Data for processing -
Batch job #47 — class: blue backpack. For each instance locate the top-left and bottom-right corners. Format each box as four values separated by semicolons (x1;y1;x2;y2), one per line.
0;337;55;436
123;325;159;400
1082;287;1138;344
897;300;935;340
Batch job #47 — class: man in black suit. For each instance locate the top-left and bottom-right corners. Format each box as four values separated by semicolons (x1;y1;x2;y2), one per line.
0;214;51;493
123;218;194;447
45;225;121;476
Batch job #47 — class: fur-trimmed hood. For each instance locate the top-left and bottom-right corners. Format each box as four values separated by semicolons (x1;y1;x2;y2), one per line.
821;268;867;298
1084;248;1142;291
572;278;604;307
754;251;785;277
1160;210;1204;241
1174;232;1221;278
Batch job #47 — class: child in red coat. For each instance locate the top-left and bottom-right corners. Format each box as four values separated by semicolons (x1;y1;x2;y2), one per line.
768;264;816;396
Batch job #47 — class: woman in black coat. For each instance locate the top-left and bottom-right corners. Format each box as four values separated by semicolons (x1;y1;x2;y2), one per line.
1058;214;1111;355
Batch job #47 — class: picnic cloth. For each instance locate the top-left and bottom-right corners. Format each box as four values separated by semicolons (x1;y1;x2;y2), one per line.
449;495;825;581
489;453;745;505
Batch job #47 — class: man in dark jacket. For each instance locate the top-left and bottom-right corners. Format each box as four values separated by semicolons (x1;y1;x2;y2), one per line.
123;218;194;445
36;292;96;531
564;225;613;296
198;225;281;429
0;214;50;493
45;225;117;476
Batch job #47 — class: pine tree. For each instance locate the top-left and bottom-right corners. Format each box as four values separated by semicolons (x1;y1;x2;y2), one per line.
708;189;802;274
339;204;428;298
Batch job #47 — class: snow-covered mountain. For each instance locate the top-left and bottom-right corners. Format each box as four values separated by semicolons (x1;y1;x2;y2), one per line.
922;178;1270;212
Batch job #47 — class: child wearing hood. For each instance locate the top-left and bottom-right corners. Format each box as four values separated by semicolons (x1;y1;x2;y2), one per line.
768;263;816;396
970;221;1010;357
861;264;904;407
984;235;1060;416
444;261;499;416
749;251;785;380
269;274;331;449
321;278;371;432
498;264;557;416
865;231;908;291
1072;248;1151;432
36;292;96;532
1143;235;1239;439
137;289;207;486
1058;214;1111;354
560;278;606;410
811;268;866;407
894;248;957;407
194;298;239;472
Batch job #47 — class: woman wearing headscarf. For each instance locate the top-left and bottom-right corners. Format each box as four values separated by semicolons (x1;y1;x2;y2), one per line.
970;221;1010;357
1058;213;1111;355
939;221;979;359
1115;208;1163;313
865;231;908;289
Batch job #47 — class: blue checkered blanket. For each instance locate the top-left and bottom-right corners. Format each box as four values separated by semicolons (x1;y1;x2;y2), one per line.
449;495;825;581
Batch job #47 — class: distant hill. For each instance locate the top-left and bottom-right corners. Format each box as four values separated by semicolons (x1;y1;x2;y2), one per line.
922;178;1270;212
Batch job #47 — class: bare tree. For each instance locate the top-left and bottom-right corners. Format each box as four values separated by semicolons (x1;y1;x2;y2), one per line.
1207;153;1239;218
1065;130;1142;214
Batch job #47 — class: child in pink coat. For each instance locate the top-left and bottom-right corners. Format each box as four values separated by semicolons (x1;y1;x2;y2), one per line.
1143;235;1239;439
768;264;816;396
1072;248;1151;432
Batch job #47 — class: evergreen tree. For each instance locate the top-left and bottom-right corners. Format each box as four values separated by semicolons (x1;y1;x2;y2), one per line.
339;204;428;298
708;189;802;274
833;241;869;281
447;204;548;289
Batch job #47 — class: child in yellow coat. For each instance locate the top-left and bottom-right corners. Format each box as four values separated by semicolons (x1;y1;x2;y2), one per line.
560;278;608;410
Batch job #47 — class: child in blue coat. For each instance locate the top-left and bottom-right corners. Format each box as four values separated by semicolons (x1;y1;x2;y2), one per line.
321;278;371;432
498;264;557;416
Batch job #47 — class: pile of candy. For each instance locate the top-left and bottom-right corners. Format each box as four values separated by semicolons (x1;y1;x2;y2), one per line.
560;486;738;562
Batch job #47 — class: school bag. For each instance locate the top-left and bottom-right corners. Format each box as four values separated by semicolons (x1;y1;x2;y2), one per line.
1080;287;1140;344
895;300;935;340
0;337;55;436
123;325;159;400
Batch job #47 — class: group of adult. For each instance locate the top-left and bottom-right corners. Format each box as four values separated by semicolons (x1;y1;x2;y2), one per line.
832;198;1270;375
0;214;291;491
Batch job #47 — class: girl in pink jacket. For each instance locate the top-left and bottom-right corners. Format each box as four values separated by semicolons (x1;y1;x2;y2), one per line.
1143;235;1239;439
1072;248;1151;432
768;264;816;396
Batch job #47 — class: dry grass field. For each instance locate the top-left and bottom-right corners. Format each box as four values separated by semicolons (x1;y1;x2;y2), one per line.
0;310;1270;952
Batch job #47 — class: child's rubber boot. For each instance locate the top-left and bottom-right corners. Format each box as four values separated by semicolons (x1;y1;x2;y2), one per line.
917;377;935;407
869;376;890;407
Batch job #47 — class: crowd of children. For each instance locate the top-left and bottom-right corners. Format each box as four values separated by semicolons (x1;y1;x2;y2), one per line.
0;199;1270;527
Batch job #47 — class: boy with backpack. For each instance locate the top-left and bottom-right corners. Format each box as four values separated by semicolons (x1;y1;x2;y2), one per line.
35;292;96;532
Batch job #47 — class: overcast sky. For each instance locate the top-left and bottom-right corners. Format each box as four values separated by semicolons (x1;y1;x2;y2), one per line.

Directive - Print everything from the start of the data above down to the line containing "45;225;121;476", including that line, and reproduce each line character for character.

Result of this task -
Batch job #47 — class: blue backpack. For each instance locate the top-left and bottom-right corners. Format each box as four values separated by semicolons (x1;y1;x2;y2), one per line.
0;337;55;436
123;325;159;400
1082;287;1138;344
897;300;935;340
Batch job #47 — class: man in black suit. For each instance locate the top-left and bottom-right corners. Format each box as four values separated by semicolons (x1;y1;x2;y2), one per line.
0;214;51;493
123;218;194;447
45;225;121;476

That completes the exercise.